## READING PASSAGE
- Born: August 17, 1937 (age 89) Brooklyn, New York City, U.S.
- Education: College of William and Mary Wharton School of the University of Pennsylvania
- Occupation: Businessman
- Known for: Founder and Executive Chairman Universal Health Services

= Alan B. Miller =

American businessman (born 1937)

Alan B. Miller (born August 17, 1937) is an American businessman who is the founder of Universal Health Services, and currently serves as the company's executive chairman. Miller founded the company in 1979 and it has grown to become a large provider of hospital and healthcare services in the US and the UK. In September 2020, UHS announced that Miller would step down as CEO.

==Early years==
Miller was born in Brooklyn, New York City, New York on August 17, 1937. His father owned a dry cleaner store and his mother worked for a millinery company. As a youth, Miller enjoyed playing sports and worked for a delivery clerk for a grocery store. He also worked for Western Union.

==Career==
In 1973, the company was in financial trouble and Miller's partner had left the company. Miller took over as CEO of American Medicorp and engineered a turnaround that brought attention within the healthcare industry. American Medicorp became the target of a hostile takeover by Humana in 1978.

Miller transformed Universal Health Services, Inc. from a start-up company that had six employees and zero revenue in 1979 into a Fortune 500 company that is one of America's largest healthcare corporations.

## EXTRACTED RECORDS

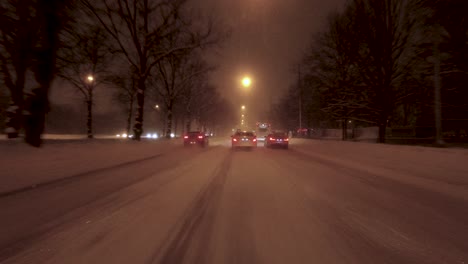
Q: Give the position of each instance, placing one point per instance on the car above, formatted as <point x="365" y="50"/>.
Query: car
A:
<point x="244" y="139"/>
<point x="195" y="138"/>
<point x="279" y="139"/>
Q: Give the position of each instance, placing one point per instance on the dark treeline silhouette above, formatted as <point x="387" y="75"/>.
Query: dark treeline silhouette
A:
<point x="381" y="63"/>
<point x="120" y="45"/>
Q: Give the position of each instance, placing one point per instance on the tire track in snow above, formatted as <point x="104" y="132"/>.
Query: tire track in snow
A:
<point x="197" y="223"/>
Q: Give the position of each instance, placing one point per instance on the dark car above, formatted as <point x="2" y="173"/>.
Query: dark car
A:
<point x="244" y="139"/>
<point x="279" y="139"/>
<point x="195" y="138"/>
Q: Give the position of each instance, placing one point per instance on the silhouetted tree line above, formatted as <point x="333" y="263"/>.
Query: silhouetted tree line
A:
<point x="378" y="63"/>
<point x="128" y="45"/>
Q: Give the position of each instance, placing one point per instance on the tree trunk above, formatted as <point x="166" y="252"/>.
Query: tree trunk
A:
<point x="169" y="123"/>
<point x="344" y="128"/>
<point x="45" y="54"/>
<point x="129" y="116"/>
<point x="382" y="129"/>
<point x="138" y="126"/>
<point x="439" y="141"/>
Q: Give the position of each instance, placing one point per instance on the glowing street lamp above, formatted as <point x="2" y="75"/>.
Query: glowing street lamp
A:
<point x="246" y="82"/>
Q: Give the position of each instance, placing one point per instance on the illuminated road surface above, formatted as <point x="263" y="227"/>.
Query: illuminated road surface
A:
<point x="267" y="206"/>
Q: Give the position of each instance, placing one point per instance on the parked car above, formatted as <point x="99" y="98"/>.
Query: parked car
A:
<point x="243" y="139"/>
<point x="278" y="139"/>
<point x="195" y="138"/>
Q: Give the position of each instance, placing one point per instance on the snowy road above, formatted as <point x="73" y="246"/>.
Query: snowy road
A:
<point x="318" y="202"/>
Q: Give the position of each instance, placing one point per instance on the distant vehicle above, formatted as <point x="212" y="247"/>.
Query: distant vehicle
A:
<point x="244" y="139"/>
<point x="262" y="130"/>
<point x="279" y="139"/>
<point x="195" y="138"/>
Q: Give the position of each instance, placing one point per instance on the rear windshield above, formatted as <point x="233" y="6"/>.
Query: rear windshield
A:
<point x="279" y="134"/>
<point x="249" y="134"/>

## WHAT THE TASK ASKS
Copy the Alan B. Miller biography word for word, starting at "American businessman (born" and ending at "down as CEO.". Nothing in the listing is needed here.

## RESULT OF THIS EXERCISE
American businessman (born 1937)

Alan B. Miller (born August 17, 1937) is an American businessman who is the founder of Universal Health Services, and currently serves as the company's executive chairman. Miller founded the company in 1979 and it has grown to become a large provider of hospital and healthcare services in the US and the UK. In September 2020, UHS announced that Miller would step down as CEO.